**Request:** Rewrite the passage of the Leonid Kinskey text starting at "His looks and" and ending at "star Humphrey Bogart.", changing "drinking buddy" to "close friend".
----- Source text
Leonid Kinskey (1893/1894 – September 8, 1998) was a Russian-born American film and television actor, best known for his role as "Sascha" in the film Casablanca (1942). His last name was sometimes spelled Kinsky.

Life and career
Kinskey was born in St. Petersburg, Russia. He started his career as a mime in various imperial theatres in Russia in the mid-1910s.  In 1921, he fled Russia for Germany. He acted on stage in Europe and South America before arriving in New York City from Rio de Janeiro, Brazil, in January 1924. He joined the road production of Al Jolson's musical Wonder Bar, and in 1926 he made an appearance in the silent film The Great Depression, although his scenes were deleted, before making his appearance in Trouble in Paradise (1932).

His looks and accent helped him gain supporting roles in several movies, including the Sylvanian "agitator" in the Marx Bros. film Duck Soup (1933). He told Aljean Harmetz, author of Round Up the Usual Suspects: The Making of Casablanca, that he was cast in his best-known role, Sascha in Casablanca, which he reportedly landed because he was a drinking buddy of star Humphrey Bogart.
----------
----- Provided data
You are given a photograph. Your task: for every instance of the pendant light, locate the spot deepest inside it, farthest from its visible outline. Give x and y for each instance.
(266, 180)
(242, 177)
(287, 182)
----------
**Result:**
His looks and accent helped him gain supporting roles in several movies, including the Sylvanian "agitator" in the Marx Bros. film Duck Soup (1933). He told Aljean Harmetz, author of Round Up the Usual Suspects: The Making of Casablanca, that he was cast in his best-known role, Sascha in Casablanca, which he reportedly landed because he was a close friend of star Humphrey Bogart.